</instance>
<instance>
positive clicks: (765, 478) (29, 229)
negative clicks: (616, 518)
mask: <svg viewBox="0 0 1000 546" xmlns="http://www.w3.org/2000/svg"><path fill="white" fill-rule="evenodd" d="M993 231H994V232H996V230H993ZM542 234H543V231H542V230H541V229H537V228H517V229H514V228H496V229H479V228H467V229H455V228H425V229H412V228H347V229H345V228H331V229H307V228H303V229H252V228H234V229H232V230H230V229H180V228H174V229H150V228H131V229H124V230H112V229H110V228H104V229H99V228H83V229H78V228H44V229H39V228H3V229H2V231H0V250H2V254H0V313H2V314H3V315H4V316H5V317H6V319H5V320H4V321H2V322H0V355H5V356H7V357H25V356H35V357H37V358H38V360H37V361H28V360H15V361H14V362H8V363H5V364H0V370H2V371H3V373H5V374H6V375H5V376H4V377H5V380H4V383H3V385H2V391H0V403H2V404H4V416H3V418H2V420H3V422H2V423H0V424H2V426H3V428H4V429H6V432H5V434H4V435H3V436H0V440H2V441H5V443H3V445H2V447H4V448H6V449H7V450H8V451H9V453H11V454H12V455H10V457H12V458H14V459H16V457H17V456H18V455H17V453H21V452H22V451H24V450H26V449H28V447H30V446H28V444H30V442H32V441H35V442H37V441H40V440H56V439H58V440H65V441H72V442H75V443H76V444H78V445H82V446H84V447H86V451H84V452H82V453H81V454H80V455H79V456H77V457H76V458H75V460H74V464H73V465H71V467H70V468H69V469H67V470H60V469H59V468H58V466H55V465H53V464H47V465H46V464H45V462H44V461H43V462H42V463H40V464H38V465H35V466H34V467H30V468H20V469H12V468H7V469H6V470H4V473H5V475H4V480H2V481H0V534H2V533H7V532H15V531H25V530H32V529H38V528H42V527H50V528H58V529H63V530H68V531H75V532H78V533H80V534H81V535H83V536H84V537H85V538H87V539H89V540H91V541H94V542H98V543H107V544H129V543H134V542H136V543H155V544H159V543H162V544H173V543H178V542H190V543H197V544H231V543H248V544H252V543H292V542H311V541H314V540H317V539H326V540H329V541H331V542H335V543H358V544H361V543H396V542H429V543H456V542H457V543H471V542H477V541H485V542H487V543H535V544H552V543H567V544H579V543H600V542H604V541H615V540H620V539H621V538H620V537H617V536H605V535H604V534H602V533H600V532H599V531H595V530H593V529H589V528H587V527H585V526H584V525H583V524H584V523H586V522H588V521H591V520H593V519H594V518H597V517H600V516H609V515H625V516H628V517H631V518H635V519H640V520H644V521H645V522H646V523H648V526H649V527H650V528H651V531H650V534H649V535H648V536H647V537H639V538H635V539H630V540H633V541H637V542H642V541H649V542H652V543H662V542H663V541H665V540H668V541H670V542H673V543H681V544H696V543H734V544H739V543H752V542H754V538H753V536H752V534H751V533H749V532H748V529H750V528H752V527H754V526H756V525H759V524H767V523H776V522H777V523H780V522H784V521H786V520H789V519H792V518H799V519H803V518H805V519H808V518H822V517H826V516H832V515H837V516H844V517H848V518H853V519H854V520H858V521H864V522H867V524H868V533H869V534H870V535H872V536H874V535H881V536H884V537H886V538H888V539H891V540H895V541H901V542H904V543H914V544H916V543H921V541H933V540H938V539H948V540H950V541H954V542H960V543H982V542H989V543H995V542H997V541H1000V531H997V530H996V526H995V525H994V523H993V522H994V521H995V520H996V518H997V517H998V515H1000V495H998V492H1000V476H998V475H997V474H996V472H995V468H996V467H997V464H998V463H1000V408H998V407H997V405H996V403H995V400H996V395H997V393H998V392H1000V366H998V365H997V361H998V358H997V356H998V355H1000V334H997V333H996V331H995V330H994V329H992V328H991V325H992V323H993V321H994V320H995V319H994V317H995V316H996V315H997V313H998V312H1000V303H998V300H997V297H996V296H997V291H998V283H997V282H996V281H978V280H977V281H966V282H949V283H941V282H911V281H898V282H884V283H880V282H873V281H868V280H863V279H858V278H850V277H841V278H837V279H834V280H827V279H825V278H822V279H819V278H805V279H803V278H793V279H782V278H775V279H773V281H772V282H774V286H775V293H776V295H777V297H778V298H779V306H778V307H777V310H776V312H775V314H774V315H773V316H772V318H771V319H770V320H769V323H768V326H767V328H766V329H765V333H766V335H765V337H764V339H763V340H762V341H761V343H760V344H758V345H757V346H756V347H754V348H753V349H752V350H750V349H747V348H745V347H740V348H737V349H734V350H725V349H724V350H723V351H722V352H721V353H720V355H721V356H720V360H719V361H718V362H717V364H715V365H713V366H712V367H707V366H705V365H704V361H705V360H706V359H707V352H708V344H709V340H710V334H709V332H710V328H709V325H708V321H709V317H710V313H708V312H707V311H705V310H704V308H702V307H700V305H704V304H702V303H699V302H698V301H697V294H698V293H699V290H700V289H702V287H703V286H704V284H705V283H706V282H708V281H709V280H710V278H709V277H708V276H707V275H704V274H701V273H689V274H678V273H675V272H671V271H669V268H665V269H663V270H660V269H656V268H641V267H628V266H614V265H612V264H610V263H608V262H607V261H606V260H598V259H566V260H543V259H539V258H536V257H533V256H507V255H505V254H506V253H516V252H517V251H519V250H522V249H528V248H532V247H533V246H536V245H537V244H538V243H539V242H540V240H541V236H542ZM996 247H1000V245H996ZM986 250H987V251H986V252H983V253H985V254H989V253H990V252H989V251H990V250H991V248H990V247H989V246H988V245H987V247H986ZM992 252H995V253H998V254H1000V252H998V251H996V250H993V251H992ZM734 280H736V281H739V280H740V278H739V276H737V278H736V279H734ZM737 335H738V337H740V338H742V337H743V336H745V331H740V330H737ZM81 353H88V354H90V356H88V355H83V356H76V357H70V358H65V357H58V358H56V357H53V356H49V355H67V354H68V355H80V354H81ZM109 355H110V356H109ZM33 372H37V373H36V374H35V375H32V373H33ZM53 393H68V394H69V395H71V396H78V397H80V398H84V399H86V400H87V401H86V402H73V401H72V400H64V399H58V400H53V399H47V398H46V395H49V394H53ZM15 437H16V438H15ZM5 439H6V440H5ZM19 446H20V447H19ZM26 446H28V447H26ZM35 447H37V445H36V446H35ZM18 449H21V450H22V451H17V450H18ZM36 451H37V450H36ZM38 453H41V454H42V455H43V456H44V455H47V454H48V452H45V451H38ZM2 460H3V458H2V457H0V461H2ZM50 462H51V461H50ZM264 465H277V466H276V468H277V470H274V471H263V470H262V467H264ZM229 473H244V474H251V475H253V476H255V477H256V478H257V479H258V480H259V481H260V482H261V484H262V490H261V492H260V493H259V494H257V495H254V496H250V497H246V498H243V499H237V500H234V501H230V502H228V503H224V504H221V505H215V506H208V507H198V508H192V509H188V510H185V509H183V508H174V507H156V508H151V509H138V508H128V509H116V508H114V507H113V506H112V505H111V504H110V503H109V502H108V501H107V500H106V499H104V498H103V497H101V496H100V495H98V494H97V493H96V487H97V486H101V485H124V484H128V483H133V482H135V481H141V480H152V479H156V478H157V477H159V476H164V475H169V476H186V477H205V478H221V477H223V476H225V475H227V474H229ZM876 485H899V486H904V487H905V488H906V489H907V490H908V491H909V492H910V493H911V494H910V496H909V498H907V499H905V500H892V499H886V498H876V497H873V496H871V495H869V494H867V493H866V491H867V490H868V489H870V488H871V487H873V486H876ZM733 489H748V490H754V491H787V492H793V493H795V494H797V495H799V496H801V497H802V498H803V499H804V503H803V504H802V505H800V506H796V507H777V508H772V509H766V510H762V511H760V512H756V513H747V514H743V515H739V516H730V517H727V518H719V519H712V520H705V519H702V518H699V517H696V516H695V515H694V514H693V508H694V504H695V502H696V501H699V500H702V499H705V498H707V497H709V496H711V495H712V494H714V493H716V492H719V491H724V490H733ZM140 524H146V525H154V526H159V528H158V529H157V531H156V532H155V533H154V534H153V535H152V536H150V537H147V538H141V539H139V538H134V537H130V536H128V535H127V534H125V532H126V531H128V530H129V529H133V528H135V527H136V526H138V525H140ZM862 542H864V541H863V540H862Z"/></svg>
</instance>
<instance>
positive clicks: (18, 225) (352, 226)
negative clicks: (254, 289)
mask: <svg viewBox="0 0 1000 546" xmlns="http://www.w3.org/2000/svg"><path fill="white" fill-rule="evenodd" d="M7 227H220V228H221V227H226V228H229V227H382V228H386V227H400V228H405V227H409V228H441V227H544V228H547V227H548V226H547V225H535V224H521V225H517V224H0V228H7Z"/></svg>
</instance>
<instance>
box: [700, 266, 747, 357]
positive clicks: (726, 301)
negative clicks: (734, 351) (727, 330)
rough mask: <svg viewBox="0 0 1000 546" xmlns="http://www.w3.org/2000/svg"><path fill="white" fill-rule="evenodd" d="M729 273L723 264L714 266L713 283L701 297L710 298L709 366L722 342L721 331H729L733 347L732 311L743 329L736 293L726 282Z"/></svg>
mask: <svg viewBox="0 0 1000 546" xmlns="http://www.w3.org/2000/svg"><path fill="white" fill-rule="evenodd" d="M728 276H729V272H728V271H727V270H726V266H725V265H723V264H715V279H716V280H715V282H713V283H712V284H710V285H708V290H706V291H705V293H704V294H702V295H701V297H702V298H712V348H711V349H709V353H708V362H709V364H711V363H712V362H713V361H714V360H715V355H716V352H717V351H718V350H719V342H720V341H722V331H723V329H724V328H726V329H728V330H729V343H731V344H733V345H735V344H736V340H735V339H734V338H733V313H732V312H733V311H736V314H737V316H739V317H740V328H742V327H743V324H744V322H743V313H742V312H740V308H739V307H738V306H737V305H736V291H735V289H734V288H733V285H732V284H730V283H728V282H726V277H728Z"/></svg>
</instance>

_ _ _ _ _

What to work on:
What you give back should be only the lines of the records above, starting at the line with "box: [700, 266, 747, 357]" and ending at the line with "negative clicks: (734, 351) (727, 330)", restated word for word.

Final answer:
box: [700, 266, 747, 357]
positive clicks: (726, 301)
negative clicks: (734, 351) (727, 330)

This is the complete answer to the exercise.